* begin Data entries *
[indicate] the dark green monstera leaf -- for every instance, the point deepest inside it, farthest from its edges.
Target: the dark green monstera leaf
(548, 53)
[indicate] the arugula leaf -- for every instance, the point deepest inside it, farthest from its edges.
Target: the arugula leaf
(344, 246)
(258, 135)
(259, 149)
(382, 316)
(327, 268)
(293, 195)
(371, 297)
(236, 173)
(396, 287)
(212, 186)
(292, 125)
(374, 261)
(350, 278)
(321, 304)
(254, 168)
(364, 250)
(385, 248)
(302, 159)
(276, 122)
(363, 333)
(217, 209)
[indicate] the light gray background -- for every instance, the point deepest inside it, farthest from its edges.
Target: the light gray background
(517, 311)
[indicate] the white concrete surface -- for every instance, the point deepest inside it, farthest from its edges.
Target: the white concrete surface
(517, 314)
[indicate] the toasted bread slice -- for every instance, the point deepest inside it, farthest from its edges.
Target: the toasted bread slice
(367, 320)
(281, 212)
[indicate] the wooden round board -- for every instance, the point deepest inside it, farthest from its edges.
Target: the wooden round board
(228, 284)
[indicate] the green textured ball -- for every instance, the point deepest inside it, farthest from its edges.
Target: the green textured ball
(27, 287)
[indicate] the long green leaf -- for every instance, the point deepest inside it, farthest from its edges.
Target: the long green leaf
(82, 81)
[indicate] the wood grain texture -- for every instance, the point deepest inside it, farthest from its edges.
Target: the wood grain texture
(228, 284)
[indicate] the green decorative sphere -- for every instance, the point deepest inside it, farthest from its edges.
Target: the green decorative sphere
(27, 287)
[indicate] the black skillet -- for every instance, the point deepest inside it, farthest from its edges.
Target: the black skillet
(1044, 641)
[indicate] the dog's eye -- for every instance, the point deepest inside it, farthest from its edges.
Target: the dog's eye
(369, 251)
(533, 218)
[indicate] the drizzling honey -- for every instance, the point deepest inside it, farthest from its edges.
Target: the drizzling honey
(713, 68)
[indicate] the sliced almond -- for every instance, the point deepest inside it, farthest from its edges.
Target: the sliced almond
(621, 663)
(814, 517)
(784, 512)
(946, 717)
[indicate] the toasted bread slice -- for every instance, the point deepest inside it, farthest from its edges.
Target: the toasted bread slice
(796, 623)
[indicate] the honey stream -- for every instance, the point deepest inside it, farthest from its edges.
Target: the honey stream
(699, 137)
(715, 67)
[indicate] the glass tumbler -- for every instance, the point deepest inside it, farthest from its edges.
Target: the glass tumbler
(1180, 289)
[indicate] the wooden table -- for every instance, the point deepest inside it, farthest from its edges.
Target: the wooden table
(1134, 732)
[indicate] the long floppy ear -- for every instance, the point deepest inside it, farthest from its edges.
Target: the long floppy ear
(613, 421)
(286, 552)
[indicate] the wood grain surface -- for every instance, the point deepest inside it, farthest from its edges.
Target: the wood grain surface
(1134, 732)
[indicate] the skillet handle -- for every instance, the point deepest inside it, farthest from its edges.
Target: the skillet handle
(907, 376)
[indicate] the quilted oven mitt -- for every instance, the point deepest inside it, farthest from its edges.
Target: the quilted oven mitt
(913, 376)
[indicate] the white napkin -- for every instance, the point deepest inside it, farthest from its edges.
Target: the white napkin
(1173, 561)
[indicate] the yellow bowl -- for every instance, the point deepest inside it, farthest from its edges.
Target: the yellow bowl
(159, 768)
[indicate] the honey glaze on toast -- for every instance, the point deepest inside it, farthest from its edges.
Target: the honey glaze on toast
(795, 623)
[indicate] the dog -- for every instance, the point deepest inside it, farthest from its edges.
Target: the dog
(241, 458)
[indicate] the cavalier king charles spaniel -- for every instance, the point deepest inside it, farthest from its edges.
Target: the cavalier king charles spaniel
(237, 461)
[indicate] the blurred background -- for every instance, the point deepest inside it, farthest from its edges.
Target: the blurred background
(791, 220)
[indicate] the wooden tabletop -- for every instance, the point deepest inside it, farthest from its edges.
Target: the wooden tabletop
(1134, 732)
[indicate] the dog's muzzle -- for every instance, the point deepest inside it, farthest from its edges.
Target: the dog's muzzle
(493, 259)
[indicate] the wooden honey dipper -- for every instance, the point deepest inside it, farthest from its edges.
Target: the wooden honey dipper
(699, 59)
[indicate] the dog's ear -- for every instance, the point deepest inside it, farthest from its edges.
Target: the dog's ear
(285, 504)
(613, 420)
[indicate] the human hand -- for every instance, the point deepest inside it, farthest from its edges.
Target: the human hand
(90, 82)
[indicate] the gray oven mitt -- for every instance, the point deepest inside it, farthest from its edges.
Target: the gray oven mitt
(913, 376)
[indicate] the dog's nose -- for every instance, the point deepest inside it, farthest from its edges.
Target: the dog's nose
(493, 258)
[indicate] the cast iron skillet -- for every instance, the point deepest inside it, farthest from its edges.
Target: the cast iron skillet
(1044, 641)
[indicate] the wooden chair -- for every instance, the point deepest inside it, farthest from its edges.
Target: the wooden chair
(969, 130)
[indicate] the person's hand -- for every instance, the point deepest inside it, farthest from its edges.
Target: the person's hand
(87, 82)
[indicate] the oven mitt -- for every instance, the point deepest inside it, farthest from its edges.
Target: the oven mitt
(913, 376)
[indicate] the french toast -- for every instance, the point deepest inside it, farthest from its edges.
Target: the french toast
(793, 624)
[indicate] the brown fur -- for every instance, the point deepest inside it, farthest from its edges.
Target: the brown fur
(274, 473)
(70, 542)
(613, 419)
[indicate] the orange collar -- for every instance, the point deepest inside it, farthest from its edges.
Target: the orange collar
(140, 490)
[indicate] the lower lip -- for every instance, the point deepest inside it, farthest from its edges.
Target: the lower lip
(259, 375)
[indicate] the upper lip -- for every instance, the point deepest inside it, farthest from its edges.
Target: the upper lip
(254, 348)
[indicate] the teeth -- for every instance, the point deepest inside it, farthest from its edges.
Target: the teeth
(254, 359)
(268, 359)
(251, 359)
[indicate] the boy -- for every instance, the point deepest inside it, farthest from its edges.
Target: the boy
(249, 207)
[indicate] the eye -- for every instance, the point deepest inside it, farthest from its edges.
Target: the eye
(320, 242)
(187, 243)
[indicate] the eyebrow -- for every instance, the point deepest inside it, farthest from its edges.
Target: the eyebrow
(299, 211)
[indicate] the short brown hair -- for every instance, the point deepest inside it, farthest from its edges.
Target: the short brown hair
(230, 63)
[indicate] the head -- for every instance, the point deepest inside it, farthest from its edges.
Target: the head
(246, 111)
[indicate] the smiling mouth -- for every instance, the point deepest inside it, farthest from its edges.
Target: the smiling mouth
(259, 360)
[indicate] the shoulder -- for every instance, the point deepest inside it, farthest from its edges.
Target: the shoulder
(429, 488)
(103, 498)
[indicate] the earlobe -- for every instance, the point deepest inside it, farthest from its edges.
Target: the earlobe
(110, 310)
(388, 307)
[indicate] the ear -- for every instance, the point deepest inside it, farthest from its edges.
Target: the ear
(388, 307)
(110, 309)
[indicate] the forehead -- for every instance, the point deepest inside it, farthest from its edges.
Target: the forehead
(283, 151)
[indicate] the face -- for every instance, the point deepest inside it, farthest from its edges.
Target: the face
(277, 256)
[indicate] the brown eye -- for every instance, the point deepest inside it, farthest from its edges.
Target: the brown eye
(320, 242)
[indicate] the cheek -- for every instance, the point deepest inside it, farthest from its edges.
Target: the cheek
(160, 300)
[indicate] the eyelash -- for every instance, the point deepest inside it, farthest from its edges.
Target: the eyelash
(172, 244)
* end Data entries *
Reproduce all of the records above word for word, changing nothing.

[indicate] the dark green monstera leaf -- for every instance, the point deepest inside it, farthest from its edges.
Target: the dark green monstera leaf
(548, 53)
[indicate] the arugula leaf -- for every instance, the point deepest inside it, farthest from its edges.
Target: the arugula leaf
(344, 246)
(258, 135)
(259, 149)
(382, 316)
(327, 268)
(293, 195)
(371, 297)
(236, 173)
(396, 287)
(212, 186)
(292, 125)
(374, 261)
(350, 278)
(321, 304)
(254, 168)
(364, 250)
(385, 248)
(302, 159)
(276, 122)
(363, 333)
(217, 209)
[indicate] the light gray background -- for every instance, the point deepest inside it, farthest from its edges.
Target: the light gray background
(517, 311)
[indicate] the white concrete surface -- for every instance, the point deepest inside it, farthest from its edges.
Target: the white concrete surface
(517, 314)
[indicate] the toasted bread slice -- for every instance, the point deepest inside it, farthest from its edges.
Target: the toasted bread slice
(367, 320)
(281, 212)
[indicate] the wooden round board -- for every instance, the point deepest inside it, farthest from its edges.
Target: the wooden round board
(228, 284)
[indicate] the green textured ball -- for every instance, the point deepest inside it, farthest from its edges.
Target: the green textured ball
(27, 287)
[indicate] the long green leaf -- for every instance, the point deepest inside it, farthest from its edges.
Target: the long green leaf
(82, 81)
[indicate] the wood grain texture -- for every instance, the point deepest inside it, farthest from its edges.
Target: the wood grain texture
(228, 284)
[indicate] the green decorative sphere -- for every instance, the point deepest inside it, farthest from its edges.
Target: the green decorative sphere
(27, 287)
[indicate] the black skillet -- for every instance, the point deepest inside it, farthest from its edges.
Target: the black skillet
(1044, 641)
[indicate] the dog's eye -- for every instance, the point deepest inside it, farthest from its edges.
Target: the dog's eye
(369, 251)
(533, 218)
[indicate] the drizzling honey -- for every instance, the point deepest inside it, farthest from its edges.
Target: the drizzling honey
(713, 68)
[indicate] the sliced almond -- for every instance, the point deepest inside it, farthest from its edges.
Target: the sliced almond
(621, 663)
(814, 517)
(784, 512)
(946, 717)
[indicate] the toasted bread slice -- for every instance, the point deepest inside it, farthest from its edges.
Target: the toasted bread slice
(796, 623)
[indicate] the honey stream -- for every instance, the point deepest inside it, farthest from its edges.
Target: the honey stream
(699, 137)
(715, 67)
[indicate] the glass tumbler -- for every instance, the point deepest inside it, farthest from its edges.
Target: the glass tumbler
(1180, 289)
[indicate] the wooden table -- for every instance, the point deepest inside it, farthest from its edges.
Target: the wooden table
(1134, 732)
[indicate] the long floppy ear -- for every instance, the point deepest inside it, farthest from its edges.
Target: the long floppy ear
(613, 421)
(286, 552)
[indicate] the wood grain surface -- for every instance, the point deepest inside it, farthest from its edges.
Target: the wood grain surface
(1134, 732)
[indicate] the skillet handle -- for every instance, the point deepest inside it, farthest from its edges.
Target: the skillet handle
(907, 376)
[indicate] the quilted oven mitt -- for every instance, the point deepest inside it, farthest from its edges.
Target: the quilted oven mitt
(913, 376)
[indicate] the white napkin -- for every instance, the point deepest inside it, farthest from its edges.
Target: the white napkin
(1173, 561)
[indicate] the yellow bowl -- for every instance, the point deepest inside it, farthest from its edges.
Target: the yellow bowl
(159, 768)
[indicate] the honey glaze on toast -- for every instance, the point deepest inside it, farthest from its edges.
Target: the honey glaze on toast
(795, 623)
[indicate] the dog -- for every instance, the point deepest inside it, farthest from its edges.
Target: the dog
(241, 458)
[indicate] the cavalier king charles spaniel -- for every instance, the point deepest inside it, farthest from its edges.
Target: the cavalier king charles spaniel
(237, 461)
[indicate] the blurred background -- for every instance, the point deepest inside it, farthest from its edges.
Target: the blurred background
(791, 220)
[indicate] the wooden tabletop -- for every instance, the point deepest inside it, farthest from its edges.
Target: the wooden tabletop
(1134, 732)
[indicate] the dog's muzzle -- for every instance, the point deepest inside it, farthest from its edges.
Target: the dog's muzzle
(493, 259)
[indicate] the wooden honey dipper -- for every instance, the point deepest inside it, farthest from its edges.
Target: the wooden honey dipper
(699, 59)
[indicate] the dog's ear -- for every instance, the point deepest inside it, farthest from its edges.
Target: the dog's ear
(285, 504)
(613, 420)
[indicate] the human hand -- for every instance, the point deepest inside it, farthest from its edges.
Target: the human hand
(90, 82)
[indicate] the gray oven mitt -- for every instance, the point deepest inside it, farthest from its edges.
Target: the gray oven mitt
(913, 376)
[indicate] the dog's nose -- for every instance, the point deepest inside it, farthest from its edges.
Target: the dog's nose
(493, 258)
[indicate] the cast iron skillet -- for every instance, the point deepest inside it, farthest from its edges.
Target: the cast iron skillet
(1044, 641)
[indicate] the wooden chair -- for every instance, the point deepest inside it, farthest from its edges.
Target: the wooden chair
(969, 130)
[indicate] the person's hand -- for every instance, the point deepest inside it, farthest from its edges.
Target: the person's hand
(87, 82)
[indicate] the oven mitt -- for every instance, the point deepest inside it, farthest from its edges.
Target: the oven mitt
(913, 376)
[indicate] the french toast -- for every instance, the point deepest inside it, farthest from its edges.
Target: the french toast
(793, 624)
[indicate] the brown fur -- for every instance, the point deepest inside it, farthest from its edges.
Target: the brown fur
(274, 473)
(70, 542)
(613, 419)
[indicate] the orange collar -- for every instance, the point deepest inside it, farthest from its edges.
Target: the orange collar
(140, 490)
[indicate] the lower lip -- for every instance, the point deepest inside it, farthest from its edges.
Target: the lower lip
(259, 375)
[indicate] the upper lip -- for every instance, the point deepest inside it, farthest from its edges.
Target: the upper lip
(254, 348)
[indicate] the teeth -- for every instance, the point deepest inside it, farthest from its edges.
Target: the teeth
(254, 359)
(268, 359)
(251, 359)
[indicate] the boy -- for every instance, the point deepest inside it, farthest from its edges.
Target: the boy
(249, 207)
[indicate] the eye -- for every instance, the point deepest inside it, farthest from its edges.
Target: the eye
(320, 242)
(187, 243)
[indicate] the eyebrow -- for every instance, the point deepest inside it, farthest from its edges.
Target: the eyebrow
(299, 211)
[indicate] the short brown hair -- for every instance, the point deepest inside it, farthest from its edges.
Target: the short brown hair
(230, 63)
[indicate] the head -- for every instance, the point deepest inside it, farthest from its edges.
Target: the head
(246, 111)
[indicate] the smiling mouth -- for every instance, the point deepest inside it, farthest from its edges.
Target: the smiling mouth
(259, 360)
[indicate] the shoulder -- for every instance, the point deepest inside it, farthest from its edges.
Target: the shoulder
(429, 488)
(103, 498)
[indicate] the earlobe -- for every instance, the point deepest inside it, farthest from its edges.
Target: the earlobe
(110, 310)
(388, 307)
[indicate] the ear -- for every instance, the point deepest inside it, farthest from its edges.
Target: the ear
(388, 307)
(110, 309)
[indicate] the forehead -- for every instance, the point deepest inside it, farthest from its edges.
Target: the forehead
(283, 151)
[indicate] the face -- for every instance, the point deepest inside it, farthest from its edges.
Target: the face
(277, 256)
[indicate] the brown eye -- for every instance, the point deepest inside it, farthest from its edges.
Target: the brown eye
(320, 242)
[indicate] the cheek -- for every instance, the point deepest inside it, farthest from its edges.
Target: the cheek
(160, 300)
[indicate] the eyelash -- for every instance, the point deepest inside it, farthest from its edges.
Target: the eyelash
(172, 244)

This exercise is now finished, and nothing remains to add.